### What is required
Recast part of the listing below as a JSON list of strings, one string per line and blank lines left out. Begin at the line that contains "Note: pick out the rear side" and stop after the line that contains "column 321, row 282".

### Records provided
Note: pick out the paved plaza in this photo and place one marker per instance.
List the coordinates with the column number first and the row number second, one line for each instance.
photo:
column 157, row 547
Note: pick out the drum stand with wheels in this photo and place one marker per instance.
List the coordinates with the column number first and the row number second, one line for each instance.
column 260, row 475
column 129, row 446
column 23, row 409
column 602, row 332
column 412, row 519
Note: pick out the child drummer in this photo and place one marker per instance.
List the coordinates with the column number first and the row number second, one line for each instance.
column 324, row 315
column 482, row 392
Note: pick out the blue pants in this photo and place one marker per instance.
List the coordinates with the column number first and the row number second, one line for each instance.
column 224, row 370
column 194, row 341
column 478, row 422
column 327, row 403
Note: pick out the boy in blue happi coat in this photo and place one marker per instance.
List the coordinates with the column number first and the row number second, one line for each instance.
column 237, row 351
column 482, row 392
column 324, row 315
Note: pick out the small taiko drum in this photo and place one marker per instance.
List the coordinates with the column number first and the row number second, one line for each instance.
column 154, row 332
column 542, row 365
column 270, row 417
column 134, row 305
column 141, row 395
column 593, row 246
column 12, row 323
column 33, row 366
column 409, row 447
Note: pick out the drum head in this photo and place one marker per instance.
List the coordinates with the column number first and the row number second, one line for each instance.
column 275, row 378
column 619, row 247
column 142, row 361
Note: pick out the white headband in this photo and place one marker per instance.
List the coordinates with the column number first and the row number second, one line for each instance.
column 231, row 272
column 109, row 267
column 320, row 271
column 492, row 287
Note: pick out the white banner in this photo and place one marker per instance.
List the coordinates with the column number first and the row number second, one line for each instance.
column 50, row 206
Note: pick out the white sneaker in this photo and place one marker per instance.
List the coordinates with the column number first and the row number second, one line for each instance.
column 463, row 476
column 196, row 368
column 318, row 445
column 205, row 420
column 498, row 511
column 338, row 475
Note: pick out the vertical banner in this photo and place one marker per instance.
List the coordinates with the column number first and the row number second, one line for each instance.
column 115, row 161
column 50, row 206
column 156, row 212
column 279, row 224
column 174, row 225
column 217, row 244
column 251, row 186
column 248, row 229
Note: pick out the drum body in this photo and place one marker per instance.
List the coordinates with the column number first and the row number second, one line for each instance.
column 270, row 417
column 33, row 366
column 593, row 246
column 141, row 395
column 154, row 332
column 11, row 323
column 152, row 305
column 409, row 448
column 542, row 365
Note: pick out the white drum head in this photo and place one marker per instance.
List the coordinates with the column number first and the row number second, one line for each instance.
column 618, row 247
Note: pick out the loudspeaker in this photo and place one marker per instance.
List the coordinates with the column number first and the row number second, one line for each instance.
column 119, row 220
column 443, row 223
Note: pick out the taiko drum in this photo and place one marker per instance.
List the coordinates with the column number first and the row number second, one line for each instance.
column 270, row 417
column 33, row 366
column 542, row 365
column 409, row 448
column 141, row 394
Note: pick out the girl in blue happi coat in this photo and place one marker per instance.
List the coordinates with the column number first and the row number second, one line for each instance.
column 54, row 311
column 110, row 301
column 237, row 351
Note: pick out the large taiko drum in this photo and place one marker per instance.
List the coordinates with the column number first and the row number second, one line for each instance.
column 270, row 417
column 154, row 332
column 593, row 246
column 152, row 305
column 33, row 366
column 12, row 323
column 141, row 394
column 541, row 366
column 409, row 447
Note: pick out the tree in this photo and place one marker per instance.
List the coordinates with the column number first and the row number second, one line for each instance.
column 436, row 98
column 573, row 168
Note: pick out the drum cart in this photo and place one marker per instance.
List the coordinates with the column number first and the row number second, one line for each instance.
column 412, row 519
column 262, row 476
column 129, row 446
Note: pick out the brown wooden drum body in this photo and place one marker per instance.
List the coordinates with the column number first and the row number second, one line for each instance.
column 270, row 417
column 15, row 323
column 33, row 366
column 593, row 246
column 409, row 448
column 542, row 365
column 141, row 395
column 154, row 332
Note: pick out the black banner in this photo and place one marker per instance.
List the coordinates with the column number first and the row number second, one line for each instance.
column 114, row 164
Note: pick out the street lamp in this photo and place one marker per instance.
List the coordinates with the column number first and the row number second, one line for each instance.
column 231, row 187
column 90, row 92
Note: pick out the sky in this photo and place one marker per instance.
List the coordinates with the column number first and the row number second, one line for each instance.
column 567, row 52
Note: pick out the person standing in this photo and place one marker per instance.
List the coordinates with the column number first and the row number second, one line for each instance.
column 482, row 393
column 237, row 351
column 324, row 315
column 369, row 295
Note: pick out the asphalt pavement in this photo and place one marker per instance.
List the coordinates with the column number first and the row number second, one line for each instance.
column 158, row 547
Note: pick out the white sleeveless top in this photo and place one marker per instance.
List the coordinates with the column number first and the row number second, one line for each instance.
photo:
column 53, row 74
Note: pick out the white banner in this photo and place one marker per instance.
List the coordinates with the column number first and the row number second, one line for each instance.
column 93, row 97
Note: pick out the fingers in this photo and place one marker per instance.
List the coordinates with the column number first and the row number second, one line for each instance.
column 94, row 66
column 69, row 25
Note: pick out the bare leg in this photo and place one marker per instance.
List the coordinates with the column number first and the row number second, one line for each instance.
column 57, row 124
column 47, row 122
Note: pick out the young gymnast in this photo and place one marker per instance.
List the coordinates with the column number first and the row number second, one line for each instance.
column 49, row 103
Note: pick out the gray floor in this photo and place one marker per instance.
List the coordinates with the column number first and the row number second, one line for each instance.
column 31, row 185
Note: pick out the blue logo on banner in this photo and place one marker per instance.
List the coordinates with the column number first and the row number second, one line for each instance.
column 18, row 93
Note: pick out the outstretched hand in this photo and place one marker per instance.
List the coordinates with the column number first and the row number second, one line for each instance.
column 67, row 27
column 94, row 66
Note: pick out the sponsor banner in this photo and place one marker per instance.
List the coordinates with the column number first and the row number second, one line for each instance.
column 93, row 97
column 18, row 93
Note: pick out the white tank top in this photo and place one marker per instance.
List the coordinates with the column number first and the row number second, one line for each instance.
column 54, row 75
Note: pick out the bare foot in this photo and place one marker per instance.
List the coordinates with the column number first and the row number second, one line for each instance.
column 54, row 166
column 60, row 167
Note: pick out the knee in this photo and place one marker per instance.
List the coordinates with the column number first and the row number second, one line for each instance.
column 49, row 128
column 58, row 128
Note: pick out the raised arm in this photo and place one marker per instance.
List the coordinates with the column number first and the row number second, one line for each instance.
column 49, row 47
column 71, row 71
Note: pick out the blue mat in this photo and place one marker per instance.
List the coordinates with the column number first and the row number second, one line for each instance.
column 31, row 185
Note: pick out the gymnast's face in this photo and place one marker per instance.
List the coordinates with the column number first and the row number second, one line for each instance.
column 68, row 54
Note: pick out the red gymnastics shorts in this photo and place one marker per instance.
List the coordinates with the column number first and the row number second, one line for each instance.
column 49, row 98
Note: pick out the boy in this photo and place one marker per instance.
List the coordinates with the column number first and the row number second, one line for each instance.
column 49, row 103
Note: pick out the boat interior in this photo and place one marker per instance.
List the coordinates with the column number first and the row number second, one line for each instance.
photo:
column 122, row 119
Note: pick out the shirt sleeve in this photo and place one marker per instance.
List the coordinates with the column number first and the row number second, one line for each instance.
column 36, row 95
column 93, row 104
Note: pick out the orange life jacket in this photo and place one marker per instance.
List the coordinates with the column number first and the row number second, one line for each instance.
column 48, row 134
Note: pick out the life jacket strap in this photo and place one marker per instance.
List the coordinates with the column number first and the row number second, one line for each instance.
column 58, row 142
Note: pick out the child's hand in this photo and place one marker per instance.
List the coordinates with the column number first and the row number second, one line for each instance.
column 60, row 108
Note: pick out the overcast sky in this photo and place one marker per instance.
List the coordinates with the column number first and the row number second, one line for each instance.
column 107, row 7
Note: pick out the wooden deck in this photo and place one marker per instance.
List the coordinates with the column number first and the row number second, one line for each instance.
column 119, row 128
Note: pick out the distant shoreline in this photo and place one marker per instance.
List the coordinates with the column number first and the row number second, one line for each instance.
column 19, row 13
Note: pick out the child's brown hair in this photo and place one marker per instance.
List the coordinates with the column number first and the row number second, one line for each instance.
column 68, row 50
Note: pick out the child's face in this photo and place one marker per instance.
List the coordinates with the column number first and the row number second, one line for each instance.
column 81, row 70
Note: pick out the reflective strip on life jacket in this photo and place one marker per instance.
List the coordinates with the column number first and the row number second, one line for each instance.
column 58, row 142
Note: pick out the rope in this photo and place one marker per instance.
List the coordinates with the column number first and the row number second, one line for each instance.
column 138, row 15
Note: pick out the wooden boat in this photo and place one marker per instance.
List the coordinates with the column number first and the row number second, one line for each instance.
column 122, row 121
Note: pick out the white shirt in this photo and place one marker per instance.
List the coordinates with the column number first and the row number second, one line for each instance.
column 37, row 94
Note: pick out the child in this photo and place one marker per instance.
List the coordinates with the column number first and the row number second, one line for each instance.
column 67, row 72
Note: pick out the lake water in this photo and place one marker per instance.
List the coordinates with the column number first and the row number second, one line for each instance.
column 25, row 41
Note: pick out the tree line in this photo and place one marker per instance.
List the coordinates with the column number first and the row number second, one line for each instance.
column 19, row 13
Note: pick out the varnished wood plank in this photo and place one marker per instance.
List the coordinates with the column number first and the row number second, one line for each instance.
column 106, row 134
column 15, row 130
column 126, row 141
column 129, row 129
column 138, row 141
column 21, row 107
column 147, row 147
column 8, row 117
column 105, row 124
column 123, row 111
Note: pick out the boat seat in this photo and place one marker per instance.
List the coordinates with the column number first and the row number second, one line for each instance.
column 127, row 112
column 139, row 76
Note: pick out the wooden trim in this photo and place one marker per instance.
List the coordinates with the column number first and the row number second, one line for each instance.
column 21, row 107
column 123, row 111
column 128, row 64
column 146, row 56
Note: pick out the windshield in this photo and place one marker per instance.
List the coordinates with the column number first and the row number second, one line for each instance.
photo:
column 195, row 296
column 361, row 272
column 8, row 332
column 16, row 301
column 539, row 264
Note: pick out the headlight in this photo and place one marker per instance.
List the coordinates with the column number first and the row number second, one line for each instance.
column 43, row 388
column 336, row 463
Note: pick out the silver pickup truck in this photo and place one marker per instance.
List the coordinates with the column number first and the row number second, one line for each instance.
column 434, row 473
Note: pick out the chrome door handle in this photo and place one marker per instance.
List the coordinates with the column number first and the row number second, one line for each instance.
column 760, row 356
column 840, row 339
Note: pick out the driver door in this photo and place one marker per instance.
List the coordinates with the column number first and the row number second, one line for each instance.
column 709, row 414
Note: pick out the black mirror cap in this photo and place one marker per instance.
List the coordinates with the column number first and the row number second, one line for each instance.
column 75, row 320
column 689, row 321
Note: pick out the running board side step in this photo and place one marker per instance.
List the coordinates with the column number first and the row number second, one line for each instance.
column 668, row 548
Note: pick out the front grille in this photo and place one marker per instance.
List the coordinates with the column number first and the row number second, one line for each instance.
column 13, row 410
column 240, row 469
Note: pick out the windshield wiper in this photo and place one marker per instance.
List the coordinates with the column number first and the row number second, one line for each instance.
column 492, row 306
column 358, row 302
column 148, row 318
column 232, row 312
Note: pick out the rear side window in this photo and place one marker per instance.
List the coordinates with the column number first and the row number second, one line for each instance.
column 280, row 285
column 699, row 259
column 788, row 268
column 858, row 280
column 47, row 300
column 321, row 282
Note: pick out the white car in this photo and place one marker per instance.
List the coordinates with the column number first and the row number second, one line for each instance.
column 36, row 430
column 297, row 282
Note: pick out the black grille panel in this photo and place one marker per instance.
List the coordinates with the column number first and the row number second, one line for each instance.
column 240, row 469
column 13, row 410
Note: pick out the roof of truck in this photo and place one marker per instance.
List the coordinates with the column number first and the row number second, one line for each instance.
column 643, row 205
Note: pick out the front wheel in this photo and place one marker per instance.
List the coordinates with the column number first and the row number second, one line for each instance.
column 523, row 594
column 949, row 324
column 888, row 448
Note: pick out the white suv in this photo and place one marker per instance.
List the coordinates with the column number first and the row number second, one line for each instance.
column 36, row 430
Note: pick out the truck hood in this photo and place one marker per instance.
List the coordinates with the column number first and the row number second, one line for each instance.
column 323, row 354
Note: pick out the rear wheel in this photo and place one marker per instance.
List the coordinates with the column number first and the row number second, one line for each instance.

### Complete response
[
  "Note: pick out the rear side window in this photo and place one marker per instance.",
  "List the coordinates with the column number first and the row number second, one line for each instance.",
  "column 280, row 285",
  "column 699, row 259",
  "column 788, row 268",
  "column 858, row 280",
  "column 47, row 300",
  "column 321, row 282"
]